[Object position labeling entries]
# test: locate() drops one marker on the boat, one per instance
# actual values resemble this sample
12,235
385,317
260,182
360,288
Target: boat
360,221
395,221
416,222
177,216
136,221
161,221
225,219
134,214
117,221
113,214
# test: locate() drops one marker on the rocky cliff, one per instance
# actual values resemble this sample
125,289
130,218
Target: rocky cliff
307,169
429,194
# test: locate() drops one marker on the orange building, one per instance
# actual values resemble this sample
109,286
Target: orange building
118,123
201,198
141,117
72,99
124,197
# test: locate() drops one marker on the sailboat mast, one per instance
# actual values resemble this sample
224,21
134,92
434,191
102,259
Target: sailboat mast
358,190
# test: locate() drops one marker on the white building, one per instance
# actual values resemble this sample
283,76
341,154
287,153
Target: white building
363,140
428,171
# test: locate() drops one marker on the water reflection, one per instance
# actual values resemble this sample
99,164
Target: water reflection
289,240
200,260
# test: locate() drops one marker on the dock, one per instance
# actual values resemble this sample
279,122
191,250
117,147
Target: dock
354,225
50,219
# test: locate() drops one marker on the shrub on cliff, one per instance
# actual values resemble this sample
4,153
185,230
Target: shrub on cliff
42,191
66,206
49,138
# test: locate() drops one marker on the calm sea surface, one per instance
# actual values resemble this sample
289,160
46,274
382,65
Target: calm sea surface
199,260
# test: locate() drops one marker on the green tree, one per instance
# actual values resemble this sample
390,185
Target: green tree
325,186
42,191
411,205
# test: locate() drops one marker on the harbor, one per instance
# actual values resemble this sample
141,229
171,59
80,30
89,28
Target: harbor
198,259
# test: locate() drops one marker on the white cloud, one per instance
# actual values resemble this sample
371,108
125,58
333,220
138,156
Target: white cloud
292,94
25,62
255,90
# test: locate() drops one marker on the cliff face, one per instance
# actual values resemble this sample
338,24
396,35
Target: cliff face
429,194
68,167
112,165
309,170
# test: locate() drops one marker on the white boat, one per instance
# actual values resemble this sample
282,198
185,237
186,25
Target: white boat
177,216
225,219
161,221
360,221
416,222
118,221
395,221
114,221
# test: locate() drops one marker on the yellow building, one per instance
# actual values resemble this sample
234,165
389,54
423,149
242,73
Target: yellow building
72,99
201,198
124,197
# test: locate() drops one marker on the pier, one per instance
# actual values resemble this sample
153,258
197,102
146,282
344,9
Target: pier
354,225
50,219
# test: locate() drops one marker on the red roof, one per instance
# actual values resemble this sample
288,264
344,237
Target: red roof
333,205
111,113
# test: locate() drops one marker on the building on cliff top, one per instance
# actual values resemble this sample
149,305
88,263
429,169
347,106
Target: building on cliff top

Exercise
All of the data shown above must be copied exactly.

Response to this exercise
# test: locate() drops one marker on the boat, one per instance
# actual values resemble this sample
12,235
385,317
260,182
360,288
Target: boat
360,221
395,221
416,222
177,216
136,221
161,221
225,219
134,214
117,221
113,214
# test: locate() drops one marker on the rocky cliff, one per instance
# actual values resemble this sample
125,289
130,218
Target: rocky cliff
307,169
429,194
# test: locate() drops one marker on the orange building, one per instance
# actual values resemble this sample
109,286
Target: orange building
118,123
201,198
141,117
72,99
124,197
# test: locate() drops one marker on the sailboat mast, one per instance
# actual values resemble this sample
224,21
134,92
434,191
102,259
Target: sailboat mast
358,190
# test: locate() drops one marker on the white building, one per instance
# actual values resemble this sample
283,76
341,154
287,153
Target: white building
363,140
428,171
# test: locate() drops one marker on the water reflection, one per instance
# actual values resemble this sample
99,164
Target: water reflection
289,240
200,260
# test: locate() drops one marker on the dock, one per instance
# actual values resemble this sample
279,122
191,250
117,147
Target: dock
354,225
50,219
# test: locate() drops one marker on the shrub on cliff, one per instance
# actual values resemble this sample
4,153
185,230
Target: shrub on cliff
42,191
66,206
49,138
# test: locate() drops one marker on the calm sea surface, one per instance
# actual values resemble this sample
289,160
46,274
382,65
Target: calm sea surface
199,260
# test: locate() drops one marker on the green tree, one per instance
# actual values resemble this sample
390,185
Target: green tree
325,186
42,191
411,205
# test: locate() drops one marker on the harbor, one per instance
# actual values resemble this sample
141,229
171,59
80,30
89,28
Target: harbor
198,259
# test: locate() drops one marker on the white cloud, one per instance
# actual values resemble this sample
371,108
125,58
333,220
138,156
Target: white cloud
292,94
25,62
255,90
# test: locate() drops one marker on the cliff face, one per instance
# actual values resemble this sample
338,24
396,35
Target: cliff face
429,194
68,167
112,165
309,170
# test: locate() drops one marker on the white boat, one per instance
# actual values resemble this sample
282,198
185,237
186,25
Target: white boat
177,216
225,219
161,221
360,221
416,222
118,221
395,221
114,221
# test: locate() drops one marker on the yellow building, one per instance
# actual values resemble this sample
234,165
389,54
423,149
242,73
Target: yellow building
72,99
201,198
124,197
# test: locate() drops one marker on the pier, one per instance
# actual values resemble this sample
153,258
197,102
146,282
344,9
Target: pier
354,225
50,219
# test: locate() drops one marker on the red roof, one per instance
# actual values resemble this sample
288,264
344,237
Target: red roof
333,205
111,113
# test: locate() drops one marker on the building on cliff top, one per instance
# actual values resemble this sample
149,305
88,263
429,169
347,106
Target: building on cliff top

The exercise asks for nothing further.